WHAT THE EXERCISE ASKS: Everything in the entries except the pictures must be repeated exactly.

....

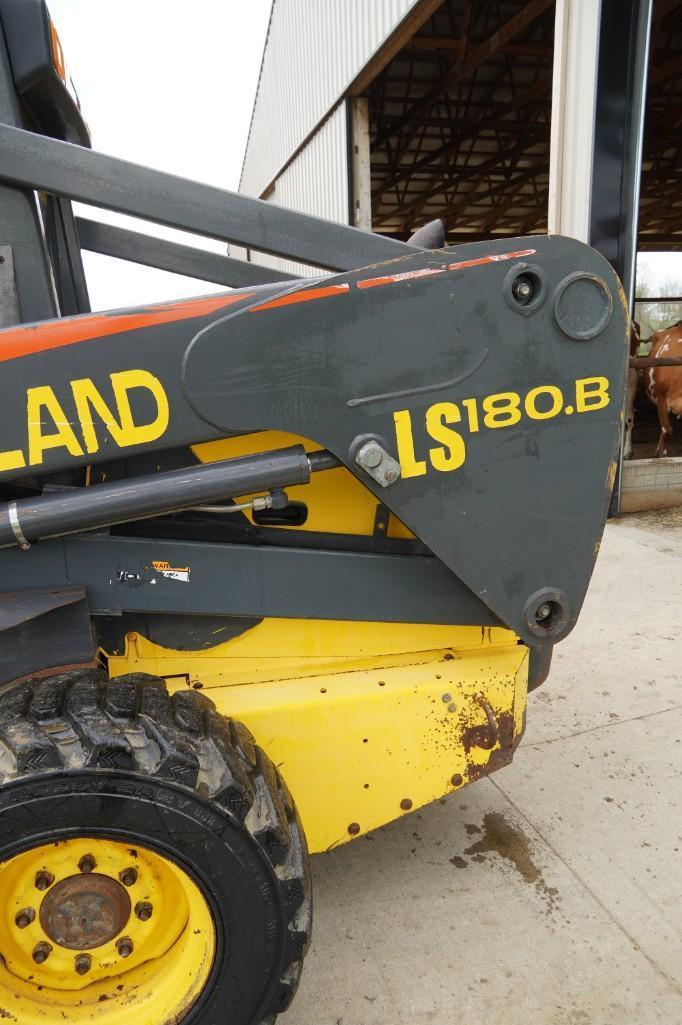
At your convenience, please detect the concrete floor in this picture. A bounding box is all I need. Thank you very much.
[288,512,682,1025]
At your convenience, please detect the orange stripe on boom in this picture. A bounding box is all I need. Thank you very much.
[358,248,537,289]
[249,284,350,312]
[0,293,251,365]
[447,249,536,272]
[357,267,444,289]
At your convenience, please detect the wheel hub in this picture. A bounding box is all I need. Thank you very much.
[0,836,215,1023]
[39,873,131,949]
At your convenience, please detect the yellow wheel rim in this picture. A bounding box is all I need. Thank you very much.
[0,837,215,1024]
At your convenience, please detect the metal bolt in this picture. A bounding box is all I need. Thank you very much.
[347,822,361,836]
[536,602,553,622]
[384,468,398,483]
[35,871,54,892]
[75,954,91,976]
[135,901,153,922]
[15,908,35,929]
[116,937,134,958]
[357,441,383,469]
[400,798,413,811]
[441,693,452,703]
[78,854,96,874]
[119,868,138,887]
[32,942,51,965]
[451,774,463,787]
[512,277,533,303]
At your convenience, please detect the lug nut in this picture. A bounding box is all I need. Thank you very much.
[536,602,553,621]
[75,953,91,976]
[512,276,534,303]
[135,901,153,922]
[116,937,134,958]
[15,908,35,929]
[35,871,55,892]
[32,941,52,965]
[119,867,138,887]
[78,854,96,874]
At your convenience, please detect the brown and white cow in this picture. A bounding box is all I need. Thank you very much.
[646,322,682,457]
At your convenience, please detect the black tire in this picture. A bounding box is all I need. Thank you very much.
[0,669,312,1025]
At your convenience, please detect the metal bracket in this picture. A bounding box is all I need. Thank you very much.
[0,246,18,328]
[354,439,402,488]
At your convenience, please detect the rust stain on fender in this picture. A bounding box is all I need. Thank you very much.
[463,706,516,783]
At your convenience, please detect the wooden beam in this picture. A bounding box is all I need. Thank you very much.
[348,0,446,96]
[350,98,372,228]
[410,36,553,57]
[371,75,551,199]
[373,0,555,148]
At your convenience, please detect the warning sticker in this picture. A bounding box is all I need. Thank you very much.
[151,560,190,583]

....

TASK OUTPUT:
At your convenience, please detect the concrete floor in this picture. A bounding box is all I need. Thank you very much.
[288,512,682,1025]
At your convenience, please detect the orange stripe on boom in this picture. A bounding box is all I need. Thank you very much.
[358,248,537,289]
[249,284,350,312]
[0,293,251,365]
[447,249,536,272]
[357,267,444,289]
At your convenience, please detect the wheel hub in this picture. A bounding box is all I need. Thank you very much.
[0,836,215,1023]
[39,873,131,949]
At your convenience, please detect the yellow wheel rim in this picture. A bounding box is all I need. Thank you very much.
[0,837,215,1024]
At your convenience, please detect the metal bolt in this picture. A bounding box is all I need. Thank you very much.
[347,822,361,836]
[536,602,553,622]
[384,468,398,483]
[35,871,54,892]
[75,954,91,976]
[135,901,153,922]
[15,908,35,929]
[116,937,134,958]
[357,441,383,469]
[400,798,413,811]
[441,693,452,703]
[78,854,96,874]
[119,868,138,887]
[32,942,51,965]
[451,774,463,787]
[512,277,533,303]
At your convenience, please detect the lug nut in this picture. A bounding box is all I need. Thank you very much.
[536,602,553,621]
[75,953,91,976]
[512,276,534,303]
[135,901,153,922]
[116,937,134,958]
[15,908,35,929]
[35,871,55,892]
[32,941,52,965]
[119,867,138,887]
[78,854,96,874]
At your convenience, please detect the brown and white cow in this picture. A bounding box is all I need. Thank you very much.
[646,322,682,457]
At your convenience, please detect the black tire in this picture. A bounding box is all I need. Thank you very much.
[0,669,312,1025]
At your convenience, please detect the metal bracket in this picture. A bounding box is all I need. Thank you very much.
[0,246,18,328]
[354,439,402,488]
At your convenience, please detect the rust stain on fender in this picture. A bounding box is all I need. Thank you very much.
[463,706,516,783]
At your convenience, please detect the wooden beam in this picture. A bounding box is all I need. Thank you very much.
[348,0,446,96]
[350,98,372,228]
[410,36,553,57]
[371,75,551,199]
[373,0,555,148]
At your convenience, please detect the warning sticker in this picture. A bounding box is all I need. Thank you very much.
[151,560,190,583]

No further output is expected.